┌──

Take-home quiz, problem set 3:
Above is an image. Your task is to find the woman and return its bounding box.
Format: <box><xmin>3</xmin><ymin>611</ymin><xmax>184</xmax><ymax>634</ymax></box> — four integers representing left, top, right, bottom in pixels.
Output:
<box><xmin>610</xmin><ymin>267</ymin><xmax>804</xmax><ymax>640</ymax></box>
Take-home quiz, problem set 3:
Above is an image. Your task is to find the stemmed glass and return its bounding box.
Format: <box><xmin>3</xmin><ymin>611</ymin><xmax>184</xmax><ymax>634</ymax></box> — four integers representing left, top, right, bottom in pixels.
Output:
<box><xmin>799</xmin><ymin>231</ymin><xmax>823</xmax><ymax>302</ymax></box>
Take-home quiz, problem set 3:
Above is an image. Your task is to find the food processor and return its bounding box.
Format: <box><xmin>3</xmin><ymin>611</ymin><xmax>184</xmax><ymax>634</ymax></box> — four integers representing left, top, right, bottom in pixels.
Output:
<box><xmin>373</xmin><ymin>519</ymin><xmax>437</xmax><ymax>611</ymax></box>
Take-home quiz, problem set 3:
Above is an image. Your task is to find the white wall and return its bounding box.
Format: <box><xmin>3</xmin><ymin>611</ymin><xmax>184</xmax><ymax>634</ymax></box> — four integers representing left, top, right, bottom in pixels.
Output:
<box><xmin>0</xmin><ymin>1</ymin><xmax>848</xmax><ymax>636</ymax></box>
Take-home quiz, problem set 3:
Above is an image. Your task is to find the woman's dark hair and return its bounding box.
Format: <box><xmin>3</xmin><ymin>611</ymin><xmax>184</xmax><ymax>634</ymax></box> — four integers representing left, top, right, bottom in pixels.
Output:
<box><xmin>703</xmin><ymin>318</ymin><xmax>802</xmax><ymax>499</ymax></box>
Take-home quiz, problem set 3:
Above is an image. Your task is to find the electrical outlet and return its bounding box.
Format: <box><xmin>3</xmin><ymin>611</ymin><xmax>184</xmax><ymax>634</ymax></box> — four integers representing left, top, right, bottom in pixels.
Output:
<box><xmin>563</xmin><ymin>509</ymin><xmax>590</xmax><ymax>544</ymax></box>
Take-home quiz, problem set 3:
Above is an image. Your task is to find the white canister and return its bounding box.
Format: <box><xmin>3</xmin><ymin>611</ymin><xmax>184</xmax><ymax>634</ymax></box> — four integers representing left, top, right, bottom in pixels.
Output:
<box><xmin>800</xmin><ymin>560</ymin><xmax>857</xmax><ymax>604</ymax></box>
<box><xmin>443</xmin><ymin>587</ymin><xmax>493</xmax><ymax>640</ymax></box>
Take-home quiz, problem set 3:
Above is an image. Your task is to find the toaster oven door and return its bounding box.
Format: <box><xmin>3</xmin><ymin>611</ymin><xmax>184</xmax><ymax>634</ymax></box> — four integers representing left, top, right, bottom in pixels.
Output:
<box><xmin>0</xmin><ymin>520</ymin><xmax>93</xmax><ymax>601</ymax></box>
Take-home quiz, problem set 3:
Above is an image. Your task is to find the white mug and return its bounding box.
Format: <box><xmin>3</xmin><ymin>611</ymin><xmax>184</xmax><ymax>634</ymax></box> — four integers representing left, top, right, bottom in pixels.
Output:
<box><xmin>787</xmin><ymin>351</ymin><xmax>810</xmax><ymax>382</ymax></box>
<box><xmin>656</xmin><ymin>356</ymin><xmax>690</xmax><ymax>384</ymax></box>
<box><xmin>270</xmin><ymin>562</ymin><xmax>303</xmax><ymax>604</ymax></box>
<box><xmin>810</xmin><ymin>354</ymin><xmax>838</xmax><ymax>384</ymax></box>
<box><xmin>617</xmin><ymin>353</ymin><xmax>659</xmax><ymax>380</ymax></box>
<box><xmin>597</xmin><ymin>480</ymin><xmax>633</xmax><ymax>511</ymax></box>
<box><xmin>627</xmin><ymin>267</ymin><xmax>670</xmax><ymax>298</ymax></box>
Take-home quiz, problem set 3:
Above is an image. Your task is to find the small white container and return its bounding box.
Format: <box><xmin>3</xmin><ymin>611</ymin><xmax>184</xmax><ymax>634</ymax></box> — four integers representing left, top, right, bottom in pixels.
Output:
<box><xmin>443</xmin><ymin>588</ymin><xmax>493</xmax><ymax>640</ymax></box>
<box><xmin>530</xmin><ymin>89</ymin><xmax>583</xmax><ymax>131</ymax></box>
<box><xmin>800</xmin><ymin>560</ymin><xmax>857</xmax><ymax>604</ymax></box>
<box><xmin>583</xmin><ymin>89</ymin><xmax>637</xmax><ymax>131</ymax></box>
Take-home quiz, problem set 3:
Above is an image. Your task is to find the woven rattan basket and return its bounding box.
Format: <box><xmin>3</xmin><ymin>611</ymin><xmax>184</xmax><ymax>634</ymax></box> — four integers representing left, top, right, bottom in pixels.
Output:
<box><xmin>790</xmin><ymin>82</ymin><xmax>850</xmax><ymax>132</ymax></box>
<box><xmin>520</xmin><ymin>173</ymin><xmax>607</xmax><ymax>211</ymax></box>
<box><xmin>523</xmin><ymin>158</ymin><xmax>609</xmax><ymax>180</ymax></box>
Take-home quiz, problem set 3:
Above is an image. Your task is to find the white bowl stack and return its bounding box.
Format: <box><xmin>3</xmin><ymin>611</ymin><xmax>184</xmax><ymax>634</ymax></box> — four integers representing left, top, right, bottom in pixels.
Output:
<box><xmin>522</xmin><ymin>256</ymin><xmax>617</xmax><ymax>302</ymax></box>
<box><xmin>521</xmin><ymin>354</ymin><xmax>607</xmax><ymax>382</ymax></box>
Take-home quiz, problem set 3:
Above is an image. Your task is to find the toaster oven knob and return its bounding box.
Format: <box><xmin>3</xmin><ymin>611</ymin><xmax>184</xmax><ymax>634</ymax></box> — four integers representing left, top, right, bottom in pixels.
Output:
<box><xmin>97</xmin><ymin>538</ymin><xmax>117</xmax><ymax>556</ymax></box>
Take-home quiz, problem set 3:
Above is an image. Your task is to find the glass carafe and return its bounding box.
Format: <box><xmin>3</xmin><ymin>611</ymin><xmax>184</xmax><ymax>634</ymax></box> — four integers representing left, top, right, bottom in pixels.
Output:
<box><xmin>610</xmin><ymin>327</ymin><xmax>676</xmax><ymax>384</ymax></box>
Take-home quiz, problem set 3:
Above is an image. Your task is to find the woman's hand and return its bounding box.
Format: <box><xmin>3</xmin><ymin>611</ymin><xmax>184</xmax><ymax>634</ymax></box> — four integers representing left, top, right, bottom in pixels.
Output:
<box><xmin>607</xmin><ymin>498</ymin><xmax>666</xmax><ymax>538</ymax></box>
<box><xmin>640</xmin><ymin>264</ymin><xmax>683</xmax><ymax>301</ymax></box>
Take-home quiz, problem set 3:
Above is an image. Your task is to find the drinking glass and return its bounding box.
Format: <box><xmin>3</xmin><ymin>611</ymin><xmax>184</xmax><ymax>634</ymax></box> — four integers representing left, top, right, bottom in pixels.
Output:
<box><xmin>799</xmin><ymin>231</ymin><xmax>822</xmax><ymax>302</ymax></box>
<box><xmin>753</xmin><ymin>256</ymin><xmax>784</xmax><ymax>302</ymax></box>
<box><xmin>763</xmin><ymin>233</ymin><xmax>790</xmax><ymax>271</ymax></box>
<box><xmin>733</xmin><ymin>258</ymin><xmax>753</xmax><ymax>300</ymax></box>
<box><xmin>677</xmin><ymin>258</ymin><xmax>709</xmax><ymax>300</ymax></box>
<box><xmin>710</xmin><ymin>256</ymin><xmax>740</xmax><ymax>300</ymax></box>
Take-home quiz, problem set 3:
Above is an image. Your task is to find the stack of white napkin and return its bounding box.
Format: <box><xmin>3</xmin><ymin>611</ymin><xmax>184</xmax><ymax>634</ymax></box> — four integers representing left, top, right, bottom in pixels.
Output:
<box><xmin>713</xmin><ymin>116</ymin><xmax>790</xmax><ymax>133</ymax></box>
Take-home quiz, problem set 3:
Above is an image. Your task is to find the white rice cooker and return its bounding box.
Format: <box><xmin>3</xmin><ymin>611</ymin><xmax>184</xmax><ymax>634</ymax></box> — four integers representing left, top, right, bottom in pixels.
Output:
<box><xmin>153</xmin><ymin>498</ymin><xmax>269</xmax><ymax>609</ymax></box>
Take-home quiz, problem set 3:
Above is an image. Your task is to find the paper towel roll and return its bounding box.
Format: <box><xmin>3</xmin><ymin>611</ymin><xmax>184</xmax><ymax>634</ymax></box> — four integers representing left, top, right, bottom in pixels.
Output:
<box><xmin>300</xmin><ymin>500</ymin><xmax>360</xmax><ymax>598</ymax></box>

└──

REQUEST =>
From the listing above, output every line that contains the string "woman", each copied verbatim and kept in its original order.

IN RESPONSE =>
Above is an image. Your task is to find the woman and return its bounding box.
Above is an image. Your task is to find the woman's dark hair and return its bounding box.
Above is an image. Your task is to find the woman's hand and return its bounding box.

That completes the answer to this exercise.